Top of SUPPLIED DATA

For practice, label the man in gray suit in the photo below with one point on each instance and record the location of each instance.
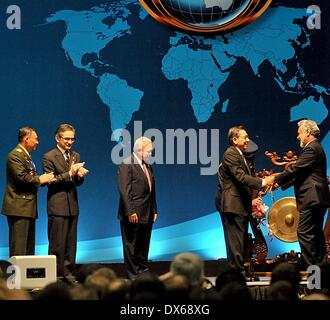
(20, 199)
(62, 199)
(137, 206)
(234, 196)
(309, 177)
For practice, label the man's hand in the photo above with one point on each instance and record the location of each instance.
(82, 172)
(133, 218)
(47, 178)
(75, 167)
(269, 180)
(256, 202)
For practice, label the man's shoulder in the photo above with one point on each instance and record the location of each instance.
(231, 151)
(51, 153)
(129, 160)
(17, 152)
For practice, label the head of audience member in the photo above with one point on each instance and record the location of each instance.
(317, 296)
(235, 291)
(28, 138)
(82, 292)
(56, 291)
(282, 290)
(118, 290)
(189, 265)
(87, 269)
(12, 294)
(4, 265)
(176, 287)
(238, 137)
(147, 286)
(105, 272)
(98, 283)
(143, 148)
(229, 275)
(325, 278)
(287, 272)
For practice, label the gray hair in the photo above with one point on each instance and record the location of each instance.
(234, 133)
(141, 143)
(24, 132)
(310, 127)
(190, 266)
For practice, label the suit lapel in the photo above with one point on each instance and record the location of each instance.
(60, 159)
(241, 158)
(140, 170)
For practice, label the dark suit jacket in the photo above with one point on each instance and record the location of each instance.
(235, 184)
(308, 176)
(135, 196)
(20, 197)
(62, 198)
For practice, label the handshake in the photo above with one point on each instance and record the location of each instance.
(270, 183)
(78, 169)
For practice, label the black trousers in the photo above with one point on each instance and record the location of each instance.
(62, 238)
(235, 227)
(136, 242)
(311, 236)
(21, 236)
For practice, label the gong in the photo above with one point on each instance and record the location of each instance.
(283, 219)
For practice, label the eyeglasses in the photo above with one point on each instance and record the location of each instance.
(68, 139)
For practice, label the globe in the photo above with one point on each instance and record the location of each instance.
(205, 15)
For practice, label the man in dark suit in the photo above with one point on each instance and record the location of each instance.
(137, 206)
(20, 199)
(62, 199)
(234, 196)
(308, 176)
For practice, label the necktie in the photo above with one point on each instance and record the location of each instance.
(33, 164)
(248, 167)
(67, 157)
(146, 172)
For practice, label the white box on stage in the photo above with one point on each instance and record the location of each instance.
(33, 271)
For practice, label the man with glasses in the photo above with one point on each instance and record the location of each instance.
(20, 199)
(137, 206)
(62, 200)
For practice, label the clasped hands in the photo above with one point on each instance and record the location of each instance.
(270, 183)
(78, 169)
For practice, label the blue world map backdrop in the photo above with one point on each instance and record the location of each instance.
(103, 65)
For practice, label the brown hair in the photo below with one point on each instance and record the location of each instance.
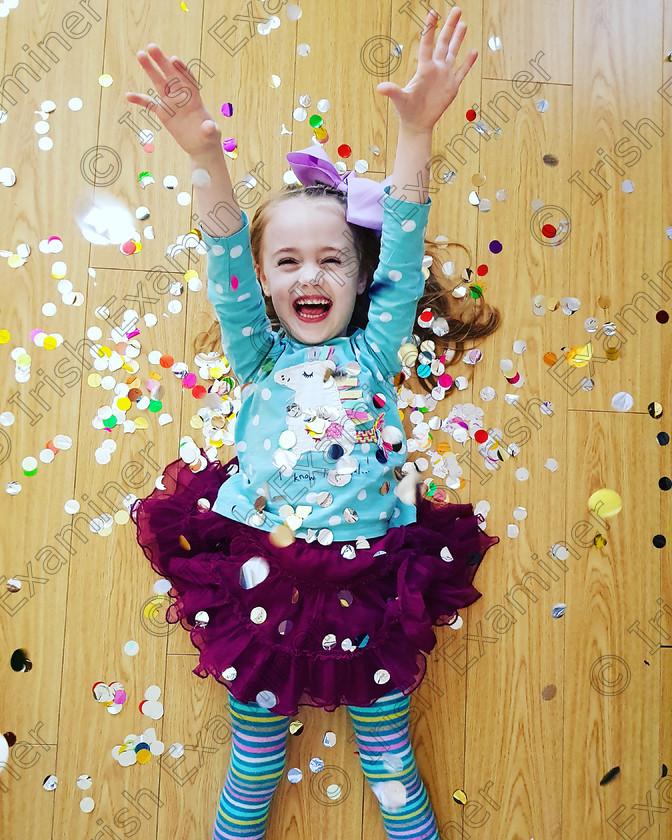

Bottom of SUPPLIED DATA

#### EXERCISE GOAL
Only the lines from the one containing "For practice, label the man with" through the end of the records are wanted, set down exactly and without their pictures.

#### WRITTEN ANSWER
For practice, label the man with glasses in the photo above with one point on each instance and record the location of each instance.
(20, 199)
(137, 206)
(62, 200)
For practice, label the clasped hands in the photo above with one point on each instance and record the location of each instance.
(270, 183)
(78, 169)
For practice, label the blue world map backdrop in the photo above with one point on each instance and record the location of each instance.
(103, 65)
For practice, label the brown hair in the photo below with one point on each instance and record the location of each instance.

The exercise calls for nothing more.